* [Problem]: Count the lines in the records that contain the word "ridge", treating uppercase and lowercase as different, and give only that number.

=-=-=-=-=

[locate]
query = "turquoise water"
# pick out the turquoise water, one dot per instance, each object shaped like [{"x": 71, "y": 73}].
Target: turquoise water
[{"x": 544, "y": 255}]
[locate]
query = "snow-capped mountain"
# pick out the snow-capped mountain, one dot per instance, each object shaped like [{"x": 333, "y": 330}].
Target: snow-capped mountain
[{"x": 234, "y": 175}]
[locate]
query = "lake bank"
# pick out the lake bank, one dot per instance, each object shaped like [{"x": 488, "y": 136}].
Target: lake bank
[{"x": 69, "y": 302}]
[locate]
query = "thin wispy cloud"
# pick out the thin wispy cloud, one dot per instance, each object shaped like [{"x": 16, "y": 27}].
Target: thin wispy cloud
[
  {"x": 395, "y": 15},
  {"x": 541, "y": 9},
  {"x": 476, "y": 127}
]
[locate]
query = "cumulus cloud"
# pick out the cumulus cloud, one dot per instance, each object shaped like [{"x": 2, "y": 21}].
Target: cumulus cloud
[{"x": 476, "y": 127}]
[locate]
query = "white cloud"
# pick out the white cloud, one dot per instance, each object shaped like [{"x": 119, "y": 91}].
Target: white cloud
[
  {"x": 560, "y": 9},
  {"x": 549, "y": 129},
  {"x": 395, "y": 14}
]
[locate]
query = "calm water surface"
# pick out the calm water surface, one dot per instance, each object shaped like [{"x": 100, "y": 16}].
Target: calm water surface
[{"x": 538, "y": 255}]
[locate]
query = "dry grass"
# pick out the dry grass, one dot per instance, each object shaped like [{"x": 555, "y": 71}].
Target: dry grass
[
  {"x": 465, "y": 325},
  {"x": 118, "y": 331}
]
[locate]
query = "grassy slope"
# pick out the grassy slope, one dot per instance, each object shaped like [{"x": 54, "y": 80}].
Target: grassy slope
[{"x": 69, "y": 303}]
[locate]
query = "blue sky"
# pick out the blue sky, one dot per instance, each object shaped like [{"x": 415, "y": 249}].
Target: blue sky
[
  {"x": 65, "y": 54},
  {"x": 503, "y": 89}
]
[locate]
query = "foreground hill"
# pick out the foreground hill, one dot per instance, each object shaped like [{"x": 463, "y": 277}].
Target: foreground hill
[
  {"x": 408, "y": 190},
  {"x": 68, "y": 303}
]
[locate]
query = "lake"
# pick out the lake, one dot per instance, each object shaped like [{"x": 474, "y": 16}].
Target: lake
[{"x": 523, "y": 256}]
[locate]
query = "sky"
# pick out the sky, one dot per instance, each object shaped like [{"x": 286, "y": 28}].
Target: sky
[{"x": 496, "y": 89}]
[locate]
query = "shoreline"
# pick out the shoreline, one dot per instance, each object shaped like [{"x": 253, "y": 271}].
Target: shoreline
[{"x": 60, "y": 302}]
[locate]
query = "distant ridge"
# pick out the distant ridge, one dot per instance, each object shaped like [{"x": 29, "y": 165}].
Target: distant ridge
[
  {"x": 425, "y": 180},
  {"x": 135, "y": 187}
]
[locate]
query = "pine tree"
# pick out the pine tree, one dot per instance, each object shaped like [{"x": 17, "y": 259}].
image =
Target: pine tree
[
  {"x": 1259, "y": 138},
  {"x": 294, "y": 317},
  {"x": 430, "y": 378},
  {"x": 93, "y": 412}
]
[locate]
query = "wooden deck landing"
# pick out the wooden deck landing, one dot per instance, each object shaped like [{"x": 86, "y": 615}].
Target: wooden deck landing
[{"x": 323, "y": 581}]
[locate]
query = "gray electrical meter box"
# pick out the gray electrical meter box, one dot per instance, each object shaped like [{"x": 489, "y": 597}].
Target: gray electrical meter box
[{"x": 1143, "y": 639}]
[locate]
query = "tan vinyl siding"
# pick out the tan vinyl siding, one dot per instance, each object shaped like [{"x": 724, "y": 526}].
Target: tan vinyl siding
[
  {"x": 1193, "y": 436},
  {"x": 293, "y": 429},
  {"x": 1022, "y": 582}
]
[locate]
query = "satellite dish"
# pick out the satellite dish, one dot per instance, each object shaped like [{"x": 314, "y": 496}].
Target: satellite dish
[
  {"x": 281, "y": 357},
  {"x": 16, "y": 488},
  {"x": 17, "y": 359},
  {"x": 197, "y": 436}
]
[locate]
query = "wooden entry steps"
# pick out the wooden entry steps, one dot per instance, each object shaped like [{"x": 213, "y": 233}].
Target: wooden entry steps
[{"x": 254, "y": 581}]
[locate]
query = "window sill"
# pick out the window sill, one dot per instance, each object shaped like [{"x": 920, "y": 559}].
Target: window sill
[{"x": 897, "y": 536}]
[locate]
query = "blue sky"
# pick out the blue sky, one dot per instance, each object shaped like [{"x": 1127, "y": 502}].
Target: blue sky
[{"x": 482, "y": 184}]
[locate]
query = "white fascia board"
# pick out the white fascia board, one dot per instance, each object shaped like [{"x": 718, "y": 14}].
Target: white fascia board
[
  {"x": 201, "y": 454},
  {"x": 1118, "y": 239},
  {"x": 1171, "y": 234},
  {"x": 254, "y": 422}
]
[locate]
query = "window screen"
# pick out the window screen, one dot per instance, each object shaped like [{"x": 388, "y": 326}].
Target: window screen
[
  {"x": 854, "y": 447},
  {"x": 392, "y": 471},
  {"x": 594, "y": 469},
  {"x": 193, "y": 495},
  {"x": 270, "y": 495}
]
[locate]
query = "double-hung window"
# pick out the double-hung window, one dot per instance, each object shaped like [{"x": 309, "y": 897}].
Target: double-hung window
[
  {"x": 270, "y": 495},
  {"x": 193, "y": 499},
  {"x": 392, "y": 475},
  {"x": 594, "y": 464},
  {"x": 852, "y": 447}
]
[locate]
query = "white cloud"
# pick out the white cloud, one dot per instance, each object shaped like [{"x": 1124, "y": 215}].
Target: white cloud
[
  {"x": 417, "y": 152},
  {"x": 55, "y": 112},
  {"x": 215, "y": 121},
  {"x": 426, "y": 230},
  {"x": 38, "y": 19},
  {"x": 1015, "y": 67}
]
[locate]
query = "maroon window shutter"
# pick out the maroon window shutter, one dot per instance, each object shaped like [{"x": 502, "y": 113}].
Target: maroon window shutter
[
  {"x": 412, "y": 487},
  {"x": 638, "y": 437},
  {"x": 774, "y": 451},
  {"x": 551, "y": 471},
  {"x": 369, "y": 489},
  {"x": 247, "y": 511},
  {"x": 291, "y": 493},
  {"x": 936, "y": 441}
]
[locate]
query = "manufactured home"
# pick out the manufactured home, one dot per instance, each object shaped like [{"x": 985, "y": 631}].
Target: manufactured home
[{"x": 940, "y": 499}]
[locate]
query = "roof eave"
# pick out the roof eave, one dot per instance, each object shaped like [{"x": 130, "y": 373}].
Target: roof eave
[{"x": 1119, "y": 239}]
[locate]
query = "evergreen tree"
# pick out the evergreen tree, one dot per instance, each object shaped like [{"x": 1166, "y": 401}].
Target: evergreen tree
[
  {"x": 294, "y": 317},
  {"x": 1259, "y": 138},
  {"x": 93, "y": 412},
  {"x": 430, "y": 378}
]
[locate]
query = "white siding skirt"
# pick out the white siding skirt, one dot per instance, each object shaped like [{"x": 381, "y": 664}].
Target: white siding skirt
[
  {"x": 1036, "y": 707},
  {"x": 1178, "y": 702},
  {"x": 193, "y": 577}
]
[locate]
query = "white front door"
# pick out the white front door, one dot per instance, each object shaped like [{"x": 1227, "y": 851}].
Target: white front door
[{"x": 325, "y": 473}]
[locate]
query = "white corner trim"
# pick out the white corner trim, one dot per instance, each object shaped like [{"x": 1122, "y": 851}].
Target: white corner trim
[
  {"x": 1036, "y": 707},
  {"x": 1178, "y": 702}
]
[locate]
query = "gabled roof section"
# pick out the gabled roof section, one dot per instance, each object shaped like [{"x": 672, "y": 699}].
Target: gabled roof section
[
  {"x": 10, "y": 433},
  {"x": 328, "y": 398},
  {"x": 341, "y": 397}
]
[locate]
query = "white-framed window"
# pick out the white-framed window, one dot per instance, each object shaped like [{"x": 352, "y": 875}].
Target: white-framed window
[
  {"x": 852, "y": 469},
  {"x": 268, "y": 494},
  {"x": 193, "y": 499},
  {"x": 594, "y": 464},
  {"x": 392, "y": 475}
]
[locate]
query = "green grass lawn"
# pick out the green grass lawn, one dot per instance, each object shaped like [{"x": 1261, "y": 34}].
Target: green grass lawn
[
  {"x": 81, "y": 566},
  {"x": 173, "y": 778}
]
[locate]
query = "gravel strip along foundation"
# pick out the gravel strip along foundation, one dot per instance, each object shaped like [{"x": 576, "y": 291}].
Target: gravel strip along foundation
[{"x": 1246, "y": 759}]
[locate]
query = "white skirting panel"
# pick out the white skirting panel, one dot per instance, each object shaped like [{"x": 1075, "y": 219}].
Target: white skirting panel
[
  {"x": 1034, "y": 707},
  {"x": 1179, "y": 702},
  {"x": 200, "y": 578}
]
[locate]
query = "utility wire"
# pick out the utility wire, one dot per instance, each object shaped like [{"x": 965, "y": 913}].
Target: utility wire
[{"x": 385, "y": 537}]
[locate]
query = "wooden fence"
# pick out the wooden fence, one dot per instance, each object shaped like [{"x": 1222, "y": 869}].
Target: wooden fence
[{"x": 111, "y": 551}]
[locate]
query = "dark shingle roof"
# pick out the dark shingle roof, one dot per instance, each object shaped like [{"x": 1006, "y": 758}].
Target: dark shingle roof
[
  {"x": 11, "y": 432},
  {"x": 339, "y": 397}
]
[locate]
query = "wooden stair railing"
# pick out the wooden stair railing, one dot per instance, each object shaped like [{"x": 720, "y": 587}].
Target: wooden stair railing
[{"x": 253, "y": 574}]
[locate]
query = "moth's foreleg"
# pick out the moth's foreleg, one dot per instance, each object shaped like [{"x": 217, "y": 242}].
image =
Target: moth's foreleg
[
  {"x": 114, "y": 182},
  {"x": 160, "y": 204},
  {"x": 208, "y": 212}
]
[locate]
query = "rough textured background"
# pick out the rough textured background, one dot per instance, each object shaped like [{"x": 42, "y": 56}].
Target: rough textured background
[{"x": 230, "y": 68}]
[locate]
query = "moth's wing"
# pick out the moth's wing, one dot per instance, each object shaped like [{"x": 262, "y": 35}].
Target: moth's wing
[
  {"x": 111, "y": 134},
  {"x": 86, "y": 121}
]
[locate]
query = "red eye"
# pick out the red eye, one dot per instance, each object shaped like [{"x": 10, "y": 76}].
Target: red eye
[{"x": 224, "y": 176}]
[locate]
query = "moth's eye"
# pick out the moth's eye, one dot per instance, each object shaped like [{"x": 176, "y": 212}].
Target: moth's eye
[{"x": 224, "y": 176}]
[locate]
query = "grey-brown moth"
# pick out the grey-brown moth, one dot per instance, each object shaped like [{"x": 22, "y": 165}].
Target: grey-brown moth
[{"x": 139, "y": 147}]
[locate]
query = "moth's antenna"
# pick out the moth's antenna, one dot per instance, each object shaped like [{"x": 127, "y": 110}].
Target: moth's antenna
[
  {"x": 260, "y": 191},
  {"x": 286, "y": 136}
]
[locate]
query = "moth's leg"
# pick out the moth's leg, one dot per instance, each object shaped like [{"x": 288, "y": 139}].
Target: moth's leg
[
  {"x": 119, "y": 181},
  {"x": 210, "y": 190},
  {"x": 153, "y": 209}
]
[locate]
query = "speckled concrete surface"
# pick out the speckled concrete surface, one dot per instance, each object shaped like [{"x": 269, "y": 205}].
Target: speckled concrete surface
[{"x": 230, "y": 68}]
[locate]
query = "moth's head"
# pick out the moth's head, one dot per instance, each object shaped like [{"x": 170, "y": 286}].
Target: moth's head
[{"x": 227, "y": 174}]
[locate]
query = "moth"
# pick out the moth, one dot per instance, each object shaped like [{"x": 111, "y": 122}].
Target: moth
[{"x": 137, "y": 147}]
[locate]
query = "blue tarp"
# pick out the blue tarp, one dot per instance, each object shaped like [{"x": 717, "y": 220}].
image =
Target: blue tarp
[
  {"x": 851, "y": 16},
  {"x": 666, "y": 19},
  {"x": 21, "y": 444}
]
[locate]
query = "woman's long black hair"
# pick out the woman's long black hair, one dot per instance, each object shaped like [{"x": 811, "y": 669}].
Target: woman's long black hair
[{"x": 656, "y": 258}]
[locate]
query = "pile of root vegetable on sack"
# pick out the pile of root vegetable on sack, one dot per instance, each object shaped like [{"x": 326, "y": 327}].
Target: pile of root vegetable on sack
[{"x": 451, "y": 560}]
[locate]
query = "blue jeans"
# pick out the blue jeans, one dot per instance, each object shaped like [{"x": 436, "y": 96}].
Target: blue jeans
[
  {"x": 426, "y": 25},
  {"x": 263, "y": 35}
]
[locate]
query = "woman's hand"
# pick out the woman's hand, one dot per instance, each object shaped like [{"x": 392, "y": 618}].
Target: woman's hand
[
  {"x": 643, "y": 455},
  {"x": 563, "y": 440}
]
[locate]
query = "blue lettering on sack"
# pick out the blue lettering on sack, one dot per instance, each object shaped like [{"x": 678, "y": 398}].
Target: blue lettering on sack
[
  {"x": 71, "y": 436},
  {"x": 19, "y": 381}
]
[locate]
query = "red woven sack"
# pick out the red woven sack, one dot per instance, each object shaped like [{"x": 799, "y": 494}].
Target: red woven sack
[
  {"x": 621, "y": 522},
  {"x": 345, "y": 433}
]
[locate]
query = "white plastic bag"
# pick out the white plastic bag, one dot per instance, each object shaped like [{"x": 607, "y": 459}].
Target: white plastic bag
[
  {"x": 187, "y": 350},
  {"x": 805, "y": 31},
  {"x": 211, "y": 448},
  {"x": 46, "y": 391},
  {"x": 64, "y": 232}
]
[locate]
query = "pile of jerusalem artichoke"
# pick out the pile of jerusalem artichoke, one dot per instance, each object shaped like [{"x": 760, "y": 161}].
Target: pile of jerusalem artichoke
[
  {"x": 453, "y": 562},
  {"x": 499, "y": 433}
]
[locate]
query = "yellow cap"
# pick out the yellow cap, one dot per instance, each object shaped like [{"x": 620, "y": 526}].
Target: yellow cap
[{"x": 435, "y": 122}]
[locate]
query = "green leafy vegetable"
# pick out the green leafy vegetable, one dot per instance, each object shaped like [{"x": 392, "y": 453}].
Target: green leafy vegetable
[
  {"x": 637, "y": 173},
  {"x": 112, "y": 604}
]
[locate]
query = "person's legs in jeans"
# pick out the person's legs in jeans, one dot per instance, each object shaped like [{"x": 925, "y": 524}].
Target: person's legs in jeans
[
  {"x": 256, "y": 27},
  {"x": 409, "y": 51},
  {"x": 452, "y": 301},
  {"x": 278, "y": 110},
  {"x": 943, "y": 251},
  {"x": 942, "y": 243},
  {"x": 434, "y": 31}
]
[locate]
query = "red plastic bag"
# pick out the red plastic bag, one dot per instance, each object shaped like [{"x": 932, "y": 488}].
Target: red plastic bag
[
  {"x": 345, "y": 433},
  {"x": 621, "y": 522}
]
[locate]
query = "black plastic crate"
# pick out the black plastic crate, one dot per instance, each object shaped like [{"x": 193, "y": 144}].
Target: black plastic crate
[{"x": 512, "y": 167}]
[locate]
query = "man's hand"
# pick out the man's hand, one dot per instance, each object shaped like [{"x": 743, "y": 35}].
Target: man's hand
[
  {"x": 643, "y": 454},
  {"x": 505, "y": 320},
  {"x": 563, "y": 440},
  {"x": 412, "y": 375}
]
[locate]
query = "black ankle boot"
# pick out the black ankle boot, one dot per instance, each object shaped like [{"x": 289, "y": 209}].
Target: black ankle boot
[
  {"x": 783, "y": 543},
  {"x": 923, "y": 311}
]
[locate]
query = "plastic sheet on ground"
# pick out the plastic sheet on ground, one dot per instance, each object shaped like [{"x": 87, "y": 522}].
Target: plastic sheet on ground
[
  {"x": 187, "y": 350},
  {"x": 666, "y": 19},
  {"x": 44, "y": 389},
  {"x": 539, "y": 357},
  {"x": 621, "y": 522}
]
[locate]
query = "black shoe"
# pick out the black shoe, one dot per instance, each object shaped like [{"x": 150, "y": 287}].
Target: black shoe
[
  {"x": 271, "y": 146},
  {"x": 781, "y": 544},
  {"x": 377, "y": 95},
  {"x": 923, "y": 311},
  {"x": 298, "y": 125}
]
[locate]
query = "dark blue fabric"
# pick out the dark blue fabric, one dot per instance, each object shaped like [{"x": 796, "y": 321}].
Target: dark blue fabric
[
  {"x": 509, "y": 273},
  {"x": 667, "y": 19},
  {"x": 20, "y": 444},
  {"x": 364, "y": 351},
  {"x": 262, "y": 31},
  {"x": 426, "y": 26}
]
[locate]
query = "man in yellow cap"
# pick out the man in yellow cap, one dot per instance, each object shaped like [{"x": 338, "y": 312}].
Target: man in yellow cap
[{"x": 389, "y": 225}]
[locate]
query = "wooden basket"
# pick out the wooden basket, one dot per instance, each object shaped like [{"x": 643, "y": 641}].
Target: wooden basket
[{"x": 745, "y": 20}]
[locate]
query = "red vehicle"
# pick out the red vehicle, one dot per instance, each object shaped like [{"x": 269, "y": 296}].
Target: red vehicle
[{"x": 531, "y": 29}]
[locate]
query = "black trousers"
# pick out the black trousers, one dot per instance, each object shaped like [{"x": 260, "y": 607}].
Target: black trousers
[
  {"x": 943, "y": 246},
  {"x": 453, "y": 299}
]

=-=-=-=-=

* [Final result]: 3